Dicho esto, no hará falta señalar, pues resulta obvio, que el autor de "La pasajera del San Carlos' desconocía mi obrita. Y ello se comprende: la publicación de libros es hoy tan abundante y continua que nadie pude estar al tanto de cuanto se encuentra en el mercado, por no hablar de las estanterías de bibliotecas. Por lo pronto, los estilos de la prosa, las técnicas narrativas, los respectivos desarrollos de la acción son totalmente distintos en ambos relatos, el suyo y el mío. En suma, lo único que una y otra composiciones literarias tienen en común es la anécdota, probablemente real, sobre la que fueron montadas. Y, siendo así, proporcionan, como antes dije, excelente oportunidad para reflexionar una vez más en términos generales acerca de la relación entre los materiales de la experiencia viva y la invención literaria en ellos basada.

- [Tarea pedida a]: Organiza como un CSV de dos columnas, "texto" y "respuesta", solo las entradas que van desde la línea que contiene "Highlight every sea turtle." hasta el final de las entradas, ambos extremos incluidos. Pon una fila por entrada, cada campo entre comillas y con los saltos de línea cambiados por espacios.
El fragmento y las entradas son materiales independientes entre sí.

- [Datos de la tarea]:
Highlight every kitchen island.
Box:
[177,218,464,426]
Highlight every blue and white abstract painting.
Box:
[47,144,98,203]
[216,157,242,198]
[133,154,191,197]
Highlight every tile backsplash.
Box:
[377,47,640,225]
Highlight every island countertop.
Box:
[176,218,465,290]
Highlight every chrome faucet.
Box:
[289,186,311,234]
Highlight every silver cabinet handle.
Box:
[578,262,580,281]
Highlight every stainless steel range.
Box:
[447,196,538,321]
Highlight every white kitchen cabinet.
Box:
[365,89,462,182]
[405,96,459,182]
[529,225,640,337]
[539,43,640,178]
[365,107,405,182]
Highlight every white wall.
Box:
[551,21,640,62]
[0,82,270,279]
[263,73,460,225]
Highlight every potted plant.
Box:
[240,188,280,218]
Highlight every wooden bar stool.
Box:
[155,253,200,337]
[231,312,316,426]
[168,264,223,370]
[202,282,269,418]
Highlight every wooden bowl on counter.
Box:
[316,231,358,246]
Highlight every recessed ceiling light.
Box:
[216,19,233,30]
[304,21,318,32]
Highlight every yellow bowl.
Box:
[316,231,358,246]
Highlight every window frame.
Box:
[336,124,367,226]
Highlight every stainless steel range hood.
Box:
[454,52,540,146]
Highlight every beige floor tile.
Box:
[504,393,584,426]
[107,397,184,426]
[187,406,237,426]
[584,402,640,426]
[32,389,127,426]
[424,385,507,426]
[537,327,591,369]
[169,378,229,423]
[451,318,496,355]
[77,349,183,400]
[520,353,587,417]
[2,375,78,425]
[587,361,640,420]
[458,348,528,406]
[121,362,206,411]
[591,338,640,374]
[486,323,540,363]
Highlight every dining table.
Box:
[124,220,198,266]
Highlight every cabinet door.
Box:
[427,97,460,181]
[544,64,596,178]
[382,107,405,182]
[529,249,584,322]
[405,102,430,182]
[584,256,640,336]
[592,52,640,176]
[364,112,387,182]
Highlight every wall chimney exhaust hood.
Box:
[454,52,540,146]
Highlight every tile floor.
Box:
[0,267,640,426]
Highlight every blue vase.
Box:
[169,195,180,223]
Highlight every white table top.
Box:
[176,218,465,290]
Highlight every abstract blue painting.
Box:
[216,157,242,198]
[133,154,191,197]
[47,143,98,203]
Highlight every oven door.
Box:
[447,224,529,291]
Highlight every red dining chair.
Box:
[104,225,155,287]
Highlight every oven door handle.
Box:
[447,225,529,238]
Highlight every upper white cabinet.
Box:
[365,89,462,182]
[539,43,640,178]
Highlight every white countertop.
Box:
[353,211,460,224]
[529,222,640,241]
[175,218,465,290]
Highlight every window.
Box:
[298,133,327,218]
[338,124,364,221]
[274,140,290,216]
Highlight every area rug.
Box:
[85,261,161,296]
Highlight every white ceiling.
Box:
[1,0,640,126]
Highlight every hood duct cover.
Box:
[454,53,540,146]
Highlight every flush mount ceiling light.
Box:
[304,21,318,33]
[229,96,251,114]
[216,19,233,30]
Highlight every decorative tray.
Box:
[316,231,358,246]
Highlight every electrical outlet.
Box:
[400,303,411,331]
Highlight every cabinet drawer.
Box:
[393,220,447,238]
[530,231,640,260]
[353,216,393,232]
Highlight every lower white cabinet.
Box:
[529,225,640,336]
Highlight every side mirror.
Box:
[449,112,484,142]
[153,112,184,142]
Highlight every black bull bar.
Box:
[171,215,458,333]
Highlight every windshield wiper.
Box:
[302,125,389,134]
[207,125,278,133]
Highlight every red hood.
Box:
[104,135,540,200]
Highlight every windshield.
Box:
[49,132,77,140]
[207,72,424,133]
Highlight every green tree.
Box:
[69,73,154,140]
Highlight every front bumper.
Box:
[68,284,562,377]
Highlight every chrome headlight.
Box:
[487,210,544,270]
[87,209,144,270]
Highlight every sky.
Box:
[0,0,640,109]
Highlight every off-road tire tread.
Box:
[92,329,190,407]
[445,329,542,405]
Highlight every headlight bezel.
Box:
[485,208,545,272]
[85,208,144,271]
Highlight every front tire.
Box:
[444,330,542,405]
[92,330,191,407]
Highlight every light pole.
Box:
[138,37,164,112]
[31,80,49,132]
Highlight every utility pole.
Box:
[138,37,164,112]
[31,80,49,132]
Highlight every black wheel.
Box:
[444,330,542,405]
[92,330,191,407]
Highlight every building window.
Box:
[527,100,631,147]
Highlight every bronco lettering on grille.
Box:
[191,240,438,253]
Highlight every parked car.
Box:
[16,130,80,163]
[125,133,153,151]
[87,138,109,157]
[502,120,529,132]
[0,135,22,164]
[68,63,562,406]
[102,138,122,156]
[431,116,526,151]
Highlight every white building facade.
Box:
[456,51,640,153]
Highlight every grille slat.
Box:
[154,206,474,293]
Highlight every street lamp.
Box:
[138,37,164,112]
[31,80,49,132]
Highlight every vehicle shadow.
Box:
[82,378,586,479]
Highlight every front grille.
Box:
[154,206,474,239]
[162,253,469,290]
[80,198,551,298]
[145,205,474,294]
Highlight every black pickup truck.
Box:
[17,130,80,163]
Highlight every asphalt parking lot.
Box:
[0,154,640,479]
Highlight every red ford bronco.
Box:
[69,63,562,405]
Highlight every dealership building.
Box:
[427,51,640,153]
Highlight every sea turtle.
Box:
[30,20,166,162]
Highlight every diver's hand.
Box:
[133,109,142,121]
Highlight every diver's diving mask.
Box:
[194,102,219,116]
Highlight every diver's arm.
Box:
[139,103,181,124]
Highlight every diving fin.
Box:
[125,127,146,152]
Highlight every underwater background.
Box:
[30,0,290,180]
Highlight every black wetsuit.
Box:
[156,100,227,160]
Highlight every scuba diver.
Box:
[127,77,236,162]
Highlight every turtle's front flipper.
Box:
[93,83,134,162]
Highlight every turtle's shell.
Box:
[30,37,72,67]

- [Tarea pedida b]: Según el fragmento, ¿qué es lo único que tienen en común las dos composiciones literarias?

- [Resultado esperado a]:
texto,respuesta
"Highlight every sea turtle. Box:","[30,20,166,162]"
"Highlight every diver's hand. Box:","[133,109,142,121]"
"Highlight every diver's diving mask. Box:","[194,102,219,116]"
"Highlight every diver's arm. Box:","[139,103,181,124]"
"Highlight every diving fin. Box:","[125,127,146,152]"
"Highlight every underwater background. Box:","[30,0,290,180]"
"Highlight every black wetsuit. Box:","[156,100,227,160]"
"Highlight every scuba diver. Box:","[127,77,236,162]"
"Highlight every turtle's front flipper. Box:","[93,83,134,162]"
"Highlight every turtle's shell. Box:","[30,37,72,67]"

- [Resultado esperado b]: La anécdota, probablemente real, sobre la que fueron montadas.